• _Prompt_
What you hand back must match the records word for word, with no pictures.

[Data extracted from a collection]
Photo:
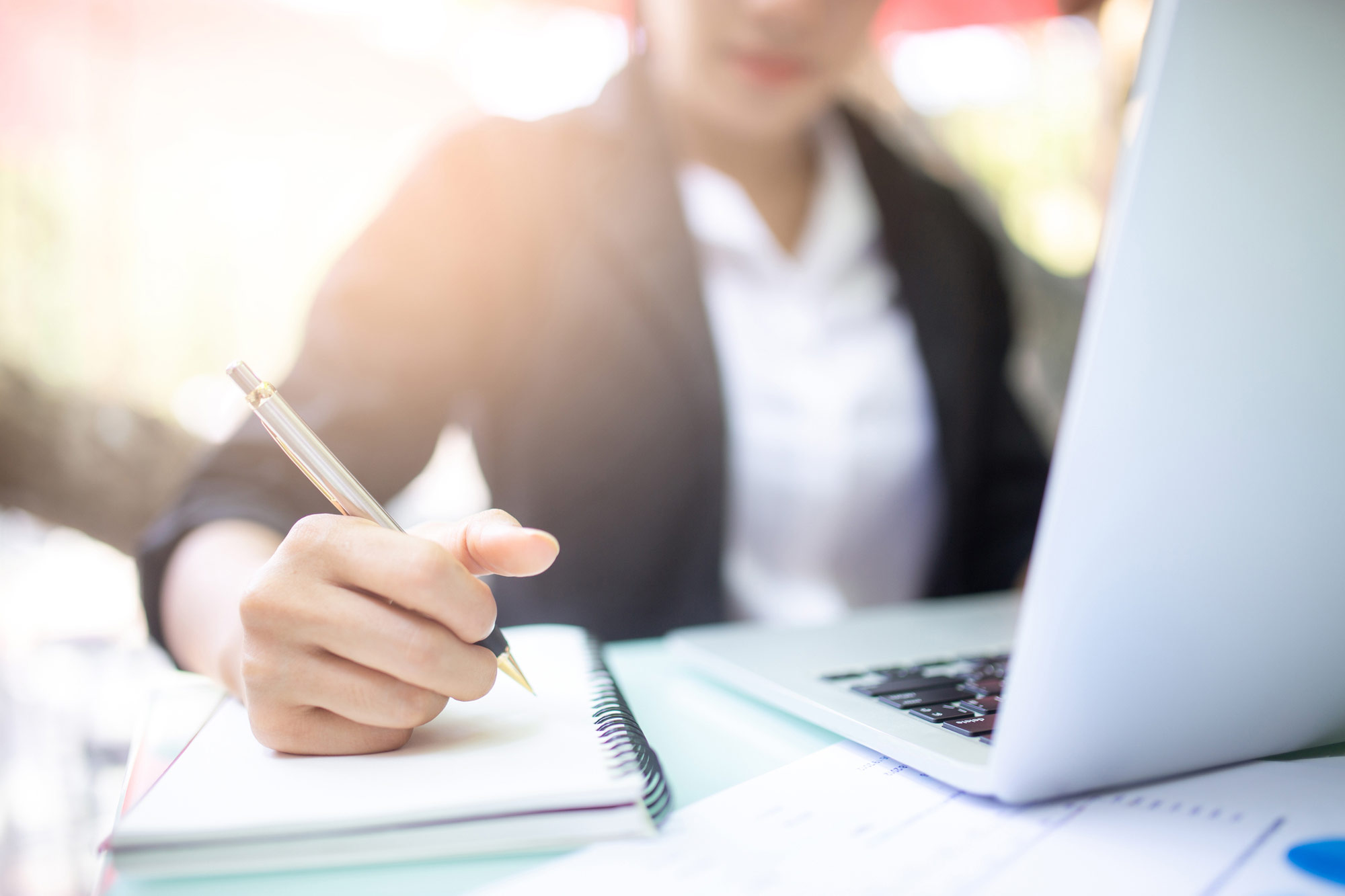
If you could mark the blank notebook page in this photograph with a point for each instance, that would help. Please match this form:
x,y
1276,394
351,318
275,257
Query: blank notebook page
x,y
506,754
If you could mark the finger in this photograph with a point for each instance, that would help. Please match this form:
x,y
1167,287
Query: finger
x,y
321,732
403,645
416,573
360,693
496,542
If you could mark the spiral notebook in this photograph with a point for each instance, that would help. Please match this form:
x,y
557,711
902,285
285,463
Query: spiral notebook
x,y
509,772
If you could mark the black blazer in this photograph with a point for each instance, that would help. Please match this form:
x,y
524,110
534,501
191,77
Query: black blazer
x,y
537,283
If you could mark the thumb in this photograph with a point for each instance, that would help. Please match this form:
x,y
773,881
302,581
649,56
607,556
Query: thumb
x,y
494,542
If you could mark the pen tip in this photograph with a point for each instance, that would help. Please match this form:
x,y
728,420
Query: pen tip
x,y
509,666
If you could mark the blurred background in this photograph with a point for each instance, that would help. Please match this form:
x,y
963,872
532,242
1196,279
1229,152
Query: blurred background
x,y
178,175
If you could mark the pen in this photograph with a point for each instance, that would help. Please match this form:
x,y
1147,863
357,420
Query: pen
x,y
318,462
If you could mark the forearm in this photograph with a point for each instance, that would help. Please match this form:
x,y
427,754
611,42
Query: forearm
x,y
206,577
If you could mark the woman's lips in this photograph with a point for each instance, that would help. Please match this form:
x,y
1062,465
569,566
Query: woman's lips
x,y
769,69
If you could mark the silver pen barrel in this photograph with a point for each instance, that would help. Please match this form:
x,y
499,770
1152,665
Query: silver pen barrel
x,y
309,452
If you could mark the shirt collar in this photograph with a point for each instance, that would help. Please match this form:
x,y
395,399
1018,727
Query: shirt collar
x,y
843,222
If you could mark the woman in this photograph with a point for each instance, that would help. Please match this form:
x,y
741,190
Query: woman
x,y
736,356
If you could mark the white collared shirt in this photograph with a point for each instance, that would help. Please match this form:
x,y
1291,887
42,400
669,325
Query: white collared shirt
x,y
835,490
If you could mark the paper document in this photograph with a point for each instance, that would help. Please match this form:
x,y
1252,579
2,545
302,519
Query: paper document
x,y
848,819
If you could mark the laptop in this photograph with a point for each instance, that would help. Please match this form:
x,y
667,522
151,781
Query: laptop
x,y
1186,603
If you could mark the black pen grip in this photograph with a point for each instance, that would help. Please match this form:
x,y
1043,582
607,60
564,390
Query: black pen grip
x,y
494,642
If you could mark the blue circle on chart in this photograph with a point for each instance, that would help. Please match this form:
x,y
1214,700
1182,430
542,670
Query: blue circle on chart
x,y
1324,858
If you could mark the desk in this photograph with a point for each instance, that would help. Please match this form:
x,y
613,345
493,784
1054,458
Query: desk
x,y
708,739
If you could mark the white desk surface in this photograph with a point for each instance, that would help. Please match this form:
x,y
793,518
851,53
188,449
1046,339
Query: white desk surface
x,y
707,736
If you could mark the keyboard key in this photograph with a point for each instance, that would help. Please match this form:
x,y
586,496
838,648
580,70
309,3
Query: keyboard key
x,y
896,685
941,713
972,727
987,686
913,698
981,705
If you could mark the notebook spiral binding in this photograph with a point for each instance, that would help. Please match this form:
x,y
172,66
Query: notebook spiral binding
x,y
619,731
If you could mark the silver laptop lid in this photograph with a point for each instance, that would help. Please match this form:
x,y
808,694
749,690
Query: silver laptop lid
x,y
1187,598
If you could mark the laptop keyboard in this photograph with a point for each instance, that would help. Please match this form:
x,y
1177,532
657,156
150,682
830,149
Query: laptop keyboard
x,y
960,694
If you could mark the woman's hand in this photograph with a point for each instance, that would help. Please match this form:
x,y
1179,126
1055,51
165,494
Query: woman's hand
x,y
352,635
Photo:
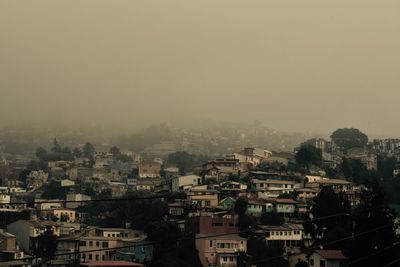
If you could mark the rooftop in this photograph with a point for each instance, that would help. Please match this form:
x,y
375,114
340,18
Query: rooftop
x,y
331,254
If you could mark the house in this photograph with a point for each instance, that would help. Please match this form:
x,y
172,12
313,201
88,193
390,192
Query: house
x,y
285,206
149,169
182,183
273,186
136,252
110,264
232,188
36,179
74,198
327,258
212,224
28,231
101,244
305,194
8,247
220,168
228,203
338,185
202,197
220,250
61,214
289,235
255,207
252,156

• _Task output_
Photo:
If you could mark the blank notebook page in this photograph with a point for each instance, that would help. Please match this form:
x,y
1276,394
351,318
275,257
Query: blank notebook page
x,y
506,754
If you could mark the finger in this photograph with a point for each instance, that would help. Please match this form:
x,y
1167,287
Query: finger
x,y
321,732
403,645
416,573
360,693
496,542
If you could mark the spiral notebook in this photograph with a point for each instance, that would help. Please match this form:
x,y
557,711
902,285
285,463
Query: spiral notebook
x,y
509,772
If you could mark the black blazer in this photograph with a point for each instance, that would help. Please match this form:
x,y
524,110
534,501
191,77
Query: black blazer
x,y
537,283
If you could mark the thumb in this photograph with a point for each instance, that would help. Please match this form:
x,y
773,881
302,581
649,56
607,556
Query: thumb
x,y
494,542
If you could mark the pen tip in this photograph with a point for each instance, that would help. Please match this form:
x,y
728,420
Query: pen tip
x,y
509,666
If you could mark the blurred background in this photograph with a point for each instance, that would help. Please match this form:
x,y
963,872
532,242
1196,279
1229,152
Query: blurred background
x,y
178,175
If you could mark the pen in this photograph with a point for each instance, that would help. Please match this form:
x,y
1147,863
357,420
Query: pen
x,y
318,462
If you could mark the forearm in this photograph with a point for each instance, that would help. Please match this form:
x,y
427,754
611,42
Query: forearm
x,y
206,577
If you could mark the woman's lips in this photograph with a point for each instance, that would help. Please match this form:
x,y
1062,465
569,566
Query: woman's lips
x,y
769,69
If you could mark the silver pen barrel in this photograph with a point for each instance, that would help. Please match this form:
x,y
499,770
1152,665
Query: silver pen barrel
x,y
309,452
If you could mark the shirt collar in this photograph with a point for each instance, that would help. Please match this form:
x,y
395,399
1018,727
Query: shirt collar
x,y
843,222
If you could mark the woman in this photograph with a point for each instance, that would help. Please match this form:
x,y
741,190
Query: woman
x,y
736,356
If you could mark the white collared shirt in this photograph with a point for each instance, that would help. Please match this form:
x,y
1291,887
42,400
669,325
Query: white collared shirt
x,y
835,490
If you could mark the paper document in this photograph with a point for each instance, that would help. Please match this form:
x,y
1252,579
2,545
302,519
Query: paper document
x,y
848,819
If you could mark the laptop in this photograph with a point for each instance, that would help. Please match this form:
x,y
667,522
151,781
Query: laptop
x,y
1186,603
If you could mark the black pen grip in this photograph with a point for each instance, that would help. Please match this form:
x,y
1043,582
607,60
564,390
Query: black pen grip
x,y
494,642
If you could mark the blue circle on chart in this photograph with a point for each instance, that would help. Please match this form:
x,y
1214,700
1182,430
542,670
Query: blue circle on chart
x,y
1324,858
If you could mark the desk in this photograph with a point for each instance, that would help. Please match this form:
x,y
613,345
493,784
1054,458
Query: desk
x,y
708,739
If you could mark the white desk surface in this photograph with a point for each instance, that would help. Please match this form:
x,y
793,518
851,53
188,449
1046,339
Query: white desk surface
x,y
707,736
If you could mark the keyboard key in this photograph with a point for each instance, that would help. Please match this form:
x,y
586,496
838,648
580,70
309,3
Query: keyboard key
x,y
896,685
941,713
972,727
987,686
913,698
981,705
If you could mark the notebook spiral binding in this photograph with a point for each instance, that would help. Please match this form:
x,y
172,66
Query: notebook spiral binding
x,y
619,731
If you could mark the silver laptop lid in this photograph with a point for each instance, that would help. Please match this form:
x,y
808,694
749,690
Query: silver laptop lid
x,y
1187,598
If you could mark the laptop keyboard in this photograph with a point for each instance, that would help. Please match this form:
x,y
1177,532
657,156
150,682
830,149
Query: laptop keyboard
x,y
960,694
If you could mark the woman's hand in this photograph with a point for each instance, that would help. Please match this form:
x,y
1179,126
1055,51
165,494
Query: woman's hand
x,y
352,635
Photo:
If you could mark the rooftop in this photograph with a point for each instance, that would help. Please match this form:
x,y
375,114
340,18
Query: rooftop
x,y
331,254
If you could mark the house in this photograph with a point for each instance, that would help. Please match this form:
x,y
172,12
313,201
88,193
390,192
Query: house
x,y
285,206
149,169
182,183
273,186
136,252
110,264
232,188
36,179
74,198
327,258
212,224
28,231
101,244
305,194
8,247
220,168
228,203
338,185
202,197
220,250
61,214
289,235
255,207
252,156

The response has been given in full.